Der Vorgänger Pilsingers, Abt Berthold Heigl (1984–2013), war ein strammer Krenn-Gegner. Als „Sternstunde“ seiner Amtszeit nannte Heigl einen „gemeinsamen Gottesdienst mit Moslems, die eine Sure aus dem Koran lasen“. Wegen der enormen Erhaltungskosten für das Kloster sind auch die Seitenstettener Äbte um gute Kontakte zur Landesregierung, zu den Medien und einen breiten Konsens in der Bevölkerung bemüht, weil von dort das Geld kommt. Das verlangt, daß sie sich öffentlich immer neu von dem distanzieren, was als kirchlich „konservativ“ gilt.
Der neue Abt Pilsinger, von Medien als „offen“ und „nicht dogmatisch“ gelobt, will den „konservativen“ Einfluß am Sonntagberg zurückdrängen, indem die Benediktiner als „Hausherren“ das Heft selbst in die Hand nehmen. Dazu gehören umfassende Renovierungen in der barocken Wallfahrtskirche, die der Abt umgehend in Auftrag gab. Anlaß ist das Doppeljubiläum im Jahr 2014: 400 Jahre Gnadenbild und 50 Jahre Erhebung zur Basilika minor. In die Renovierungsarbeiten versteckt sind auch einige tiefgreifende Umbauarbeiten.

====

Arbeitsauftrag: Würden Sie aus dem Auszug über Abt Pilsinger alles von „Der neue Abt“ bis hinunter zu „einige tiefgreifende Umbauarbeiten.“ wortgetreu abschreiben? Die Einträge stehen in keinem Zusammenhang mit dem Auszug.

Gespeicherte Dateneinträge
====

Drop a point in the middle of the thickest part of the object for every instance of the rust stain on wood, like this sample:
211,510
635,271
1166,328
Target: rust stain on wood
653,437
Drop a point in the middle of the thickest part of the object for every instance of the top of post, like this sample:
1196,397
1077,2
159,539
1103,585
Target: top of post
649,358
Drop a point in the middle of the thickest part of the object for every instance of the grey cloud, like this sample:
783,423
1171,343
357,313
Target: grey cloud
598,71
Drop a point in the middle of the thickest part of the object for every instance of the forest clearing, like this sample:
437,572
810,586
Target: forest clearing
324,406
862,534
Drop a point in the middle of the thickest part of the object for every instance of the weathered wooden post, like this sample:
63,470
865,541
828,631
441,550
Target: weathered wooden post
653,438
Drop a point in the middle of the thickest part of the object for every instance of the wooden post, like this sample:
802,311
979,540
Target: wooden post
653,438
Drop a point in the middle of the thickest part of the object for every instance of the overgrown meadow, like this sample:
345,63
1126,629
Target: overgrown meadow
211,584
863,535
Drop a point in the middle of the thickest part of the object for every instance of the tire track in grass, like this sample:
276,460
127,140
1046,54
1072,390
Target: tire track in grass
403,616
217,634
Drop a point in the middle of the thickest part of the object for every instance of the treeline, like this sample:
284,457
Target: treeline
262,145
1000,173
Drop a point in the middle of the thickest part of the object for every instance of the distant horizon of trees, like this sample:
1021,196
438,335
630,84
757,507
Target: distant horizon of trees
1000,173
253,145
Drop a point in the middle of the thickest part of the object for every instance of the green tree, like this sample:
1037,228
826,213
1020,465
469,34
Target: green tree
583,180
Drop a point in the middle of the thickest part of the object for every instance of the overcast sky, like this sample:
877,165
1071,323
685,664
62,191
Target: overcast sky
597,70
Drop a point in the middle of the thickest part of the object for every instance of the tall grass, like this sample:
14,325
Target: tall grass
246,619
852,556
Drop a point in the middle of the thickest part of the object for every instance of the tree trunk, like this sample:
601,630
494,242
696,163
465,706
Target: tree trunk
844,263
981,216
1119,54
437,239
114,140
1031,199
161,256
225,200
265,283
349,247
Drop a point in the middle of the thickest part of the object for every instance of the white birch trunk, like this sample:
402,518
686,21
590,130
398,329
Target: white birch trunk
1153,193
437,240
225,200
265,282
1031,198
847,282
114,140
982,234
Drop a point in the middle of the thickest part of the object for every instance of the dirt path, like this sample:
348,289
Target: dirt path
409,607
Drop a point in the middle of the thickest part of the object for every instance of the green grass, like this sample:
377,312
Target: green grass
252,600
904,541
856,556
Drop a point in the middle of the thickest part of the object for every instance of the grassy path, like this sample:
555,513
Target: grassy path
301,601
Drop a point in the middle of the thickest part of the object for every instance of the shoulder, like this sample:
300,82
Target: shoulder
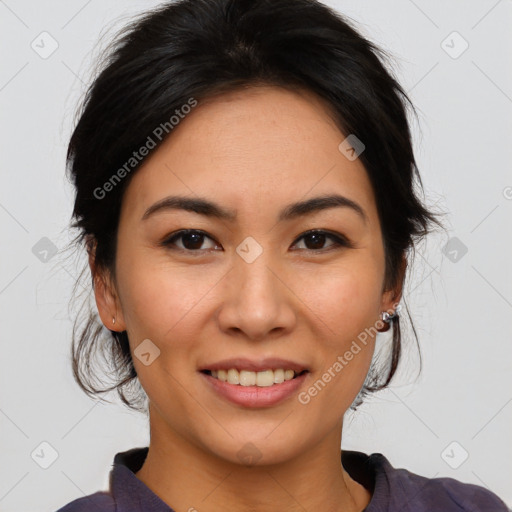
100,501
420,493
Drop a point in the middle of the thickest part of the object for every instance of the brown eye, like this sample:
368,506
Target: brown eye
315,240
191,240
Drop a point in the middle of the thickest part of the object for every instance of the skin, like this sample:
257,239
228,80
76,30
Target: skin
253,151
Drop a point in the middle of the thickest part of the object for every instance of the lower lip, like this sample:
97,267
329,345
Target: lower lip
255,396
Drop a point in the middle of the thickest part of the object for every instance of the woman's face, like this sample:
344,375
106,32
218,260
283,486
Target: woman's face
254,285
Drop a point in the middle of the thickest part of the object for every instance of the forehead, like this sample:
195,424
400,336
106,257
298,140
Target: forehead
259,146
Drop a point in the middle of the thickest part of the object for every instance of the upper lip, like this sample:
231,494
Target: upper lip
269,363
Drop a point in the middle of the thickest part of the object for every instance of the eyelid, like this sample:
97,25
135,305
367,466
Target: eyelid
339,239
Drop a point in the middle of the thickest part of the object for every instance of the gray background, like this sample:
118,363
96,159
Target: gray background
461,302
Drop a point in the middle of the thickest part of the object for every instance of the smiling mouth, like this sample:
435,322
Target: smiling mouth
265,378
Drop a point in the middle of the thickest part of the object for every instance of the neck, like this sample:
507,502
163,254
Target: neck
189,477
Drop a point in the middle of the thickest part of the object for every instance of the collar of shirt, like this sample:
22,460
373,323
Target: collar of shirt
392,489
132,495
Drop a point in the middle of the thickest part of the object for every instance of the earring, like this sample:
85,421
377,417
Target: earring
387,318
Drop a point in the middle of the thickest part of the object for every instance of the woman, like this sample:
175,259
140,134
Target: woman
221,143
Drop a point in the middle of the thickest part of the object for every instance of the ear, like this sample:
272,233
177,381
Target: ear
391,297
107,300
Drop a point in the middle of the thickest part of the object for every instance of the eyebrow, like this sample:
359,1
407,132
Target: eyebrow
210,209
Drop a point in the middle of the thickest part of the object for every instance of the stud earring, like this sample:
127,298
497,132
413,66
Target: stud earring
387,318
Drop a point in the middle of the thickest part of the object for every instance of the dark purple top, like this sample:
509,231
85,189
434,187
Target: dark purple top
393,490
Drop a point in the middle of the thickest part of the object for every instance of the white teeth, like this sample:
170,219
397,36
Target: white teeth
264,378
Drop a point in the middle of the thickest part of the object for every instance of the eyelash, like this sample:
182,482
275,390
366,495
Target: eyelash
339,240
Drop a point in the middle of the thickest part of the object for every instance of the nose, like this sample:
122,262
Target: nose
258,301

====

Ergebnis:
Der neue Abt Pilsinger, von Medien als „offen“ und „nicht dogmatisch“ gelobt, will den „konservativen“ Einfluß am Sonntagberg zurückdrängen, indem die Benediktiner als „Hausherren“ das Heft selbst in die Hand nehmen. Dazu gehören umfassende Renovierungen in der barocken Wallfahrtskirche, die der Abt umgehend in Auftrag gab. Anlaß ist das Doppeljubiläum im Jahr 2014: 400 Jahre Gnadenbild und 50 Jahre Erhebung zur Basilika minor. In die Renovierungsarbeiten versteckt sind auch einige tiefgreifende Umbauarbeiten.